Can you reproduce, word for word, the part of the Smokin' Parade review below between "There are a" and "a comedy manga.", inclusive?

▸ **EXCERPT TO READ**:
# # # # #

When he wakes up, Youkou finds himself sitting in a chair alongside a cake, two girls at the table, and his sister. She’s celebrating his 15th birthday, so a happy and festive event should be taking place. Instead, he realizes those two girls have been gutted out almost completely, his arms and a leg have been cut off, and his sister is now some sort of demented bunny.

Just when all seems lost, a mysterious group — called the Jackalopes — storm the house, and end up offing the bunny and…accidentally come close to offing Youkou too! This leaves them in a position where they end up healing him and give him a choice — either return to his normal human life or get back at the company causing this mess.

There are a few things Smokin’ Parade does that’s interesting. The first is the family rules: Youkou introduces them at almost every opportunity. While some might find it annoying, I don’t really mind it. I mean, spout your laws before punching a guy in the face because he littered, it makes perfect sense. The manga’s not all that comedic, but it does have one moment in Volume 1 involving a gold-obsessed priest that was pretty unexpected and funny and made me wish this was a comedy manga.

No, seriously, I wish this was a comedy manga because the other aspects are either mediocre or just plain bad.

There’s barely a hook in Smokin’ Parade that makes me want to continue this. The main story is a battle between organizations with opposite viewpoints, but the subplot that could be interesting because of Youkou is the only one I could care about as the Jackalopes have no discernible personality and their reasons for fighting are somehow lame. They’re basically the good “monsters” in a story where guts and entrails are drawn with glee. Read Murcielago to deal with a better execution of violence in its story.

# # # # #

▸ **DATA LINES**:

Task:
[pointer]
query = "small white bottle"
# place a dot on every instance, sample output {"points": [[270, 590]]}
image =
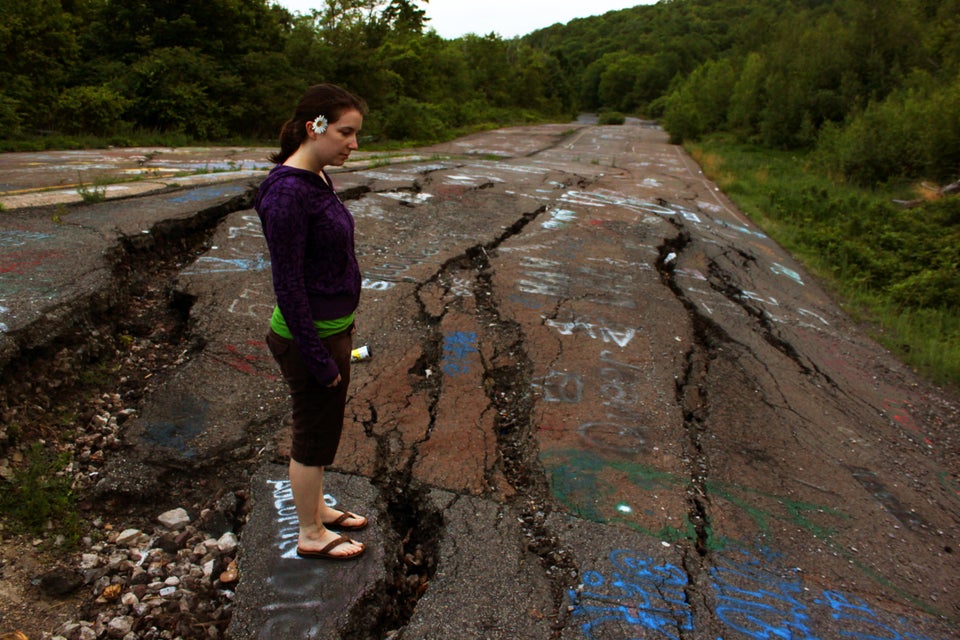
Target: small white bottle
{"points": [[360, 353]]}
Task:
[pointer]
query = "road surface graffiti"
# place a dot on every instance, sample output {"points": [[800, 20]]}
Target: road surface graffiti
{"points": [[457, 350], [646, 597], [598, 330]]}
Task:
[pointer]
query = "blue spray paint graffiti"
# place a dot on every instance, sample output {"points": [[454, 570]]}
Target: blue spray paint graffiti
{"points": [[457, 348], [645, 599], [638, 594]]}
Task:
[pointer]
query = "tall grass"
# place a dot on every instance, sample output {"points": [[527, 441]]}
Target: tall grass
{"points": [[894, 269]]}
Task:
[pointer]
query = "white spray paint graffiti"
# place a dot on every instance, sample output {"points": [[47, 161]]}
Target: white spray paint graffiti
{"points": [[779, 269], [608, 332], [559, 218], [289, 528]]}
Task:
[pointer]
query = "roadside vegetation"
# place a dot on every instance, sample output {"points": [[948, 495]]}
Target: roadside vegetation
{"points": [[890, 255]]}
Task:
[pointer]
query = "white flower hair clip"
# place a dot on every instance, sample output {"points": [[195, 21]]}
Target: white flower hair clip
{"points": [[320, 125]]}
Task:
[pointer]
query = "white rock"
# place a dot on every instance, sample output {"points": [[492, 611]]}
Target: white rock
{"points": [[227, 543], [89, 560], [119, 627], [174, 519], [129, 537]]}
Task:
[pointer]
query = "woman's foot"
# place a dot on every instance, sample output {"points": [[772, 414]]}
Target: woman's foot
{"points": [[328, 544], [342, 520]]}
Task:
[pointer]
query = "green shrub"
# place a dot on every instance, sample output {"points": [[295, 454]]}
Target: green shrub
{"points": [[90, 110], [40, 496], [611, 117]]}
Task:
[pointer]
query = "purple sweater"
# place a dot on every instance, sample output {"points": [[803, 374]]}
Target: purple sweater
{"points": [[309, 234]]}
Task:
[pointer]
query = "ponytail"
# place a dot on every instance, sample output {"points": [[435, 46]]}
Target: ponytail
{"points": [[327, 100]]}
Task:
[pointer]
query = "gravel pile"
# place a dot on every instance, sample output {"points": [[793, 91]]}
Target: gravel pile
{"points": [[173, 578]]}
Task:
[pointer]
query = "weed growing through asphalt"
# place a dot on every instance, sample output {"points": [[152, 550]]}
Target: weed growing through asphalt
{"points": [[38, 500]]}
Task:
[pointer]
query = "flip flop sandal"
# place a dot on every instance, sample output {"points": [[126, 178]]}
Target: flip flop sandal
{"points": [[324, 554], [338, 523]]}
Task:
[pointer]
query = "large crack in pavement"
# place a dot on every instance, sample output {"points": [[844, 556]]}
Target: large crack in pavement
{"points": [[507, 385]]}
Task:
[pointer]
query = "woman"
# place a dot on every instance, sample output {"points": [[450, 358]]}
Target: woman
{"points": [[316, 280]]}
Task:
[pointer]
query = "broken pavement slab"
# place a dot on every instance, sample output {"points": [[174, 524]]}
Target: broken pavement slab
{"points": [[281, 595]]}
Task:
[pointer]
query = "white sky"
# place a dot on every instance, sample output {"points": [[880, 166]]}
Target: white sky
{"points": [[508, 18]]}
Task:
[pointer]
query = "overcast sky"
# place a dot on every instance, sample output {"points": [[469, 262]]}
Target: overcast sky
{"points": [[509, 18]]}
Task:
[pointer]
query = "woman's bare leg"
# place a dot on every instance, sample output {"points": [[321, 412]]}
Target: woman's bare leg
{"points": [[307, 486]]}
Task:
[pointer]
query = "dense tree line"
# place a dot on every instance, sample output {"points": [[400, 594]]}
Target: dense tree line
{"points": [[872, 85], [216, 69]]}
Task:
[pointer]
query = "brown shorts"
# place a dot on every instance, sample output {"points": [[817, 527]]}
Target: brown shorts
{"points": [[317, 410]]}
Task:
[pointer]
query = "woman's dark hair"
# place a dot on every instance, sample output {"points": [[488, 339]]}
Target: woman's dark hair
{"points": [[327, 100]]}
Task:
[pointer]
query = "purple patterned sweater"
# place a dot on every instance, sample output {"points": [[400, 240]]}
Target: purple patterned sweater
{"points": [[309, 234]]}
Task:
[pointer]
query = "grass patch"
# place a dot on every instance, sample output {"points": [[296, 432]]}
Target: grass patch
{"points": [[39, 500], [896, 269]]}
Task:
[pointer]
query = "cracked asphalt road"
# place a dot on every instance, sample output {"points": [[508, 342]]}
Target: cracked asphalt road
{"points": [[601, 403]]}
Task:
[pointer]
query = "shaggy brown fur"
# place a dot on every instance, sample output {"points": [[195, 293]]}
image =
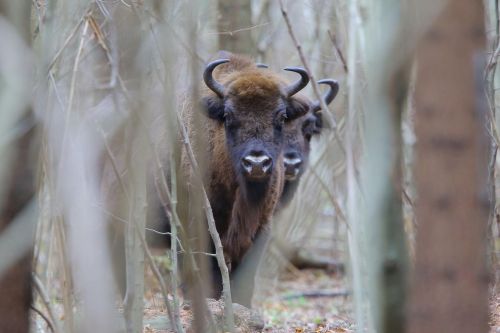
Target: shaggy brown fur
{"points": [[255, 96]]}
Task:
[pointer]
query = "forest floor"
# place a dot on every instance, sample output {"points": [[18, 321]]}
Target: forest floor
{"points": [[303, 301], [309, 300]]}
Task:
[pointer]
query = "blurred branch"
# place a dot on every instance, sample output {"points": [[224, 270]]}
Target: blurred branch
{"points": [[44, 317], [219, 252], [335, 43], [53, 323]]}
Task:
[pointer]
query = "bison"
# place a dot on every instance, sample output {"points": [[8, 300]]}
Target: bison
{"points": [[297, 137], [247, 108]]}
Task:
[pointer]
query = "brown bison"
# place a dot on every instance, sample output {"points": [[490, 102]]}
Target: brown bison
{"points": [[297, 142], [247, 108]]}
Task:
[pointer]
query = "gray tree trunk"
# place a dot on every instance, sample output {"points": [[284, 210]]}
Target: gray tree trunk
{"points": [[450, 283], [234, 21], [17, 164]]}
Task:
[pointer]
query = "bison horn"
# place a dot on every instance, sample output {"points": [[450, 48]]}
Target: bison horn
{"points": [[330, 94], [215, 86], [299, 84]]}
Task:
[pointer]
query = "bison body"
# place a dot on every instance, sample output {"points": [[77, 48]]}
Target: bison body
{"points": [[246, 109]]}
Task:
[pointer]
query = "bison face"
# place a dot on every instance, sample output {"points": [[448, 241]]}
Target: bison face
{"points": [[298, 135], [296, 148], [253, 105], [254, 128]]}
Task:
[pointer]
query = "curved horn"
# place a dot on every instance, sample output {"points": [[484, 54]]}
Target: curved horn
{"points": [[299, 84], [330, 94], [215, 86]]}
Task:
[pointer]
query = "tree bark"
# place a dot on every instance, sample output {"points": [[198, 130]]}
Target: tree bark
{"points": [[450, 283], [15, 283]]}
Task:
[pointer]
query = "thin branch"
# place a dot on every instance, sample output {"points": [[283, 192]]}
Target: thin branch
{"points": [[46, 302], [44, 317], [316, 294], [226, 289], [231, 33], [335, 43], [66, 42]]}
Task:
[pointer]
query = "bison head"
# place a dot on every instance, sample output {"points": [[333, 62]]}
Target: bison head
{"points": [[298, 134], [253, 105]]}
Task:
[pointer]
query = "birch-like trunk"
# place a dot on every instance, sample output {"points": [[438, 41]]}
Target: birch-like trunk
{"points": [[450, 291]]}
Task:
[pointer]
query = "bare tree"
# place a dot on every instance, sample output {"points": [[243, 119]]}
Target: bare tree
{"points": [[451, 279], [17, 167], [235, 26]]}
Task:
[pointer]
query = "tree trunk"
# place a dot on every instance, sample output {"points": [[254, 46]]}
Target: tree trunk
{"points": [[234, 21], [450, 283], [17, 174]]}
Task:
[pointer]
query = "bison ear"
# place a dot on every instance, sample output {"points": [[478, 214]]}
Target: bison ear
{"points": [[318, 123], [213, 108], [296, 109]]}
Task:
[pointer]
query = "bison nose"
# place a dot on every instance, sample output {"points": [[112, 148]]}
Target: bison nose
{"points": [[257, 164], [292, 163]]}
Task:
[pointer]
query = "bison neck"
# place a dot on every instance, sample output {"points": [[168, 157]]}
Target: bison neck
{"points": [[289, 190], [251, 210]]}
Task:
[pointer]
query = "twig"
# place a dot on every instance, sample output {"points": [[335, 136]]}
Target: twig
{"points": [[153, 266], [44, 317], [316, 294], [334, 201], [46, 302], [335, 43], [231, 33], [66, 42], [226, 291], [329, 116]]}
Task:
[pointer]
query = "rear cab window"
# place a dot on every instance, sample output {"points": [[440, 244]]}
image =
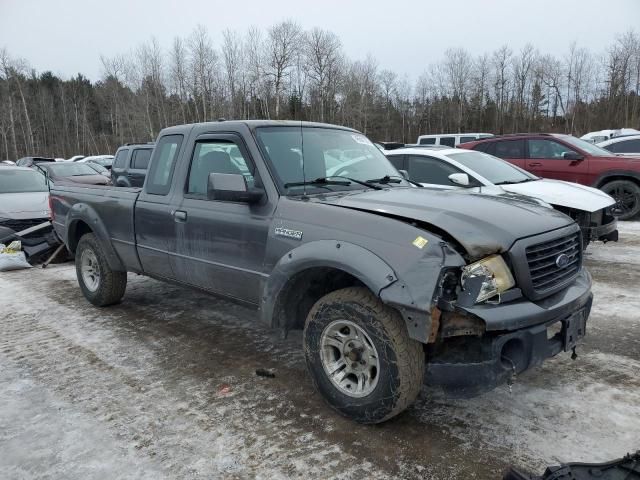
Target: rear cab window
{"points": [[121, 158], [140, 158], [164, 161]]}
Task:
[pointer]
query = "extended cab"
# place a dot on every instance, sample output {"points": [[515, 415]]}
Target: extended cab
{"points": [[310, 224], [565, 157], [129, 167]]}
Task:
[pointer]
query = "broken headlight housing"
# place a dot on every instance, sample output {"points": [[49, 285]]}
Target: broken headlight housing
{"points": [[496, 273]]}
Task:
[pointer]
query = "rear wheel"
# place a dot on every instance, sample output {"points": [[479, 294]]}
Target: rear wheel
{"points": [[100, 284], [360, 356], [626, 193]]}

# # # # #

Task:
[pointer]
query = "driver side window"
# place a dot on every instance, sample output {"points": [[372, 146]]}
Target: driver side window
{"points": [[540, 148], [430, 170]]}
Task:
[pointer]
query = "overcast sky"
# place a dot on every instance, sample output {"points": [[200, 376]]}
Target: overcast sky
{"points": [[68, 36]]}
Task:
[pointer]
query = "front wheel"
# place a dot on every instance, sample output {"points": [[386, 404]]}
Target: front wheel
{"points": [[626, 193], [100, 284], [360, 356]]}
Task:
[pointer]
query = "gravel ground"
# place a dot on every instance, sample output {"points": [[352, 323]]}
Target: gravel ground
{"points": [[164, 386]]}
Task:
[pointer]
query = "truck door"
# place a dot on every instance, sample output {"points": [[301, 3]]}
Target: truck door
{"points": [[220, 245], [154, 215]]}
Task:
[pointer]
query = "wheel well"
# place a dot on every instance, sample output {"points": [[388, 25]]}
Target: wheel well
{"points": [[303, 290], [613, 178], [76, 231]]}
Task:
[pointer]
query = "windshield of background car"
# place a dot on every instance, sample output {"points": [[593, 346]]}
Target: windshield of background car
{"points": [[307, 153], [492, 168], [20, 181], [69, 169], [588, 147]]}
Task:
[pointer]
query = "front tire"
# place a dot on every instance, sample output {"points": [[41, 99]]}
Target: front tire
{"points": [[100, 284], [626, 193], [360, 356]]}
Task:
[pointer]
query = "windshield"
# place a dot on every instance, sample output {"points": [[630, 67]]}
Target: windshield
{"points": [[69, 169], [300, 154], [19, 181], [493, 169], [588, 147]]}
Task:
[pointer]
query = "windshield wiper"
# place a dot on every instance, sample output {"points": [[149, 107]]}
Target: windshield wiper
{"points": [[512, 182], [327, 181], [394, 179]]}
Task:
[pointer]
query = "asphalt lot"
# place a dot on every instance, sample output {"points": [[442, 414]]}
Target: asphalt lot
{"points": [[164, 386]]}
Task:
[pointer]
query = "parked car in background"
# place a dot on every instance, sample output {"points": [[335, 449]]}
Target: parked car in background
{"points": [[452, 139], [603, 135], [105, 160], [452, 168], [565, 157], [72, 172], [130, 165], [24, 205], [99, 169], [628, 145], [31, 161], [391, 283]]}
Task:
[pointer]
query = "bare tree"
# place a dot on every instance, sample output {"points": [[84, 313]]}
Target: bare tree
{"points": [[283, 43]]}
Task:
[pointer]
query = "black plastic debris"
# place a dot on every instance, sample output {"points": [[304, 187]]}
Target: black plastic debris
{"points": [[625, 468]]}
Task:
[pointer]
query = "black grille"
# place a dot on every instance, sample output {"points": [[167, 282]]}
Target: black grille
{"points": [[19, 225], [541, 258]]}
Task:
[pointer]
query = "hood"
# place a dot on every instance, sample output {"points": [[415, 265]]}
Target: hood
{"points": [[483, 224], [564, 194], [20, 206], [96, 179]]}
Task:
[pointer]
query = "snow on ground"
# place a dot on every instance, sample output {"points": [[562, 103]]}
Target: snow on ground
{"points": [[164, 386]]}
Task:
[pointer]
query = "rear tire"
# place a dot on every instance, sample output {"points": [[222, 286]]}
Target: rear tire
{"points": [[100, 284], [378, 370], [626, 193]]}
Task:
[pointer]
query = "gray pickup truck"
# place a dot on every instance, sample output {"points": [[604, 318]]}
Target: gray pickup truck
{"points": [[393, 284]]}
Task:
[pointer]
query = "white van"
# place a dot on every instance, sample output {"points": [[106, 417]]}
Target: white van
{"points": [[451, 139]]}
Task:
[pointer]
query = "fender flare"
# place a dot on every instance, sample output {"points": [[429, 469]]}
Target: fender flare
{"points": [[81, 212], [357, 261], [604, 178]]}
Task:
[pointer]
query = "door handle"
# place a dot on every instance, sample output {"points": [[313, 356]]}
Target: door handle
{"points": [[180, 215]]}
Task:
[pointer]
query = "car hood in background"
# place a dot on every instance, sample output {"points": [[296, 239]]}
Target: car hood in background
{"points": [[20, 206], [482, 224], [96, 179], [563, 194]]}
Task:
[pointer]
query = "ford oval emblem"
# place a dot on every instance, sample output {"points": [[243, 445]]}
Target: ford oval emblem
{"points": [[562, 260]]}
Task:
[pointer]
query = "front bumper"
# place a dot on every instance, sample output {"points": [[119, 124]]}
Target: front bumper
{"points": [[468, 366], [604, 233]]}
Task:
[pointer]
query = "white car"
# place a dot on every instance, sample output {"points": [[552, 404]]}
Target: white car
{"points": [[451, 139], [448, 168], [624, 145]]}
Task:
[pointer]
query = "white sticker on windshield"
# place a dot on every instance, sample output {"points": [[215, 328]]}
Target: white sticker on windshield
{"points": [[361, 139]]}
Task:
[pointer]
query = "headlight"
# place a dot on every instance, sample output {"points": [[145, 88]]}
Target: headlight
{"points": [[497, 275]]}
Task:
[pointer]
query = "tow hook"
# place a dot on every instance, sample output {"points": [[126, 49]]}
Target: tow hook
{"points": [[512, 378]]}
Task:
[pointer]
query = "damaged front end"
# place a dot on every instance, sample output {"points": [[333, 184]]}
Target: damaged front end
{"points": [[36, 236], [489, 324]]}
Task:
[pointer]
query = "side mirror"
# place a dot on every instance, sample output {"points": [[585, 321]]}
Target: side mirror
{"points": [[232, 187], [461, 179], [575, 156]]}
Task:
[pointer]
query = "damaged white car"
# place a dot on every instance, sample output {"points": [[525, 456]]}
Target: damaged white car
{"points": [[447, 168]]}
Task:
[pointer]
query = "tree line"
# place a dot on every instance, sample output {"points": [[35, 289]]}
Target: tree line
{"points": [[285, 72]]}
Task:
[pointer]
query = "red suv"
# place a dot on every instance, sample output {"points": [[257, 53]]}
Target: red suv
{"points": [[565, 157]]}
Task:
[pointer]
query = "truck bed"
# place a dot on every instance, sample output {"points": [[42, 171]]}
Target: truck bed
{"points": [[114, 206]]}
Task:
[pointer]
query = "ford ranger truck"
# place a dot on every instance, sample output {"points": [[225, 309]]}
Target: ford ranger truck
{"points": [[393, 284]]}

# # # # #

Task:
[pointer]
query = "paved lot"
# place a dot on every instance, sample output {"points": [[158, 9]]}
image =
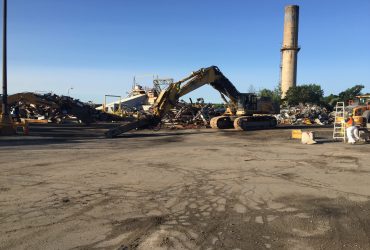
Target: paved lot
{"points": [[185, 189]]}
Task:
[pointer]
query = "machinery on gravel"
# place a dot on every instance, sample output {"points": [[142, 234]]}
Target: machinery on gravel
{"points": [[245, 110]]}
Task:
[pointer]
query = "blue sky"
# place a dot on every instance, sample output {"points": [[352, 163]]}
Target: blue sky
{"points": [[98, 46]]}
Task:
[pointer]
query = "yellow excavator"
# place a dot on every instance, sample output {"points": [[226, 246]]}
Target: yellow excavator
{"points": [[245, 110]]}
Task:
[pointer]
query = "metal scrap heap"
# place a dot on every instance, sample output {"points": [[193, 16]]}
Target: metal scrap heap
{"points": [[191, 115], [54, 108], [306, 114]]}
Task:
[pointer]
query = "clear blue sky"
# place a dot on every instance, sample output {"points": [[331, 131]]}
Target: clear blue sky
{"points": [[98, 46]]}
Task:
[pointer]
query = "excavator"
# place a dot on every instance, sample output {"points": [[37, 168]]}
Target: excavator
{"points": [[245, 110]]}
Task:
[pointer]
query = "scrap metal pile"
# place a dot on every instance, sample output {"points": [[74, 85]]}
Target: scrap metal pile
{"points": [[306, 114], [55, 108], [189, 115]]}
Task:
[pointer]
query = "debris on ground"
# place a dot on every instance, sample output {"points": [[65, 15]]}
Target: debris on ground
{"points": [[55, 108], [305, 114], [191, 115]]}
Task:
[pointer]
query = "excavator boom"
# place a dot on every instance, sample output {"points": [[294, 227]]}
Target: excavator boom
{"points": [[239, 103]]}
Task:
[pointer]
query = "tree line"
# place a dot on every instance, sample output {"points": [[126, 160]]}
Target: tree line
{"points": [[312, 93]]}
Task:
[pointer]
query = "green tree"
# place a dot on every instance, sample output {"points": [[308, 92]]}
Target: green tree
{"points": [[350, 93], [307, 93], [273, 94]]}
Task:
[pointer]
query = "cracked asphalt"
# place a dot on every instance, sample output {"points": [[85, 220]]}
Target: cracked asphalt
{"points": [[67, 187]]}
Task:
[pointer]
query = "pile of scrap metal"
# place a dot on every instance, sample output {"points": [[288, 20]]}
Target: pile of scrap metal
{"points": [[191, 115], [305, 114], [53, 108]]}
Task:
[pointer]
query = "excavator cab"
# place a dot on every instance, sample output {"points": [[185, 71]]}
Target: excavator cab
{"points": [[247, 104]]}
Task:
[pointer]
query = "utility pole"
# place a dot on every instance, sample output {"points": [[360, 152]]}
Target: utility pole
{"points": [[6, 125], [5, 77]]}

# # # # #

▸ **SOLUTION FOR THIS PROBLEM**:
There are a few things Smokin’ Parade does that’s interesting. The first is the family rules: Youkou introduces them at almost every opportunity. While some might find it annoying, I don’t really mind it. I mean, spout your laws before punching a guy in the face because he littered, it makes perfect sense. The manga’s not all that comedic, but it does have one moment in Volume 1 involving a gold-obsessed priest that was pretty unexpected and funny and made me wish this was a comedy manga.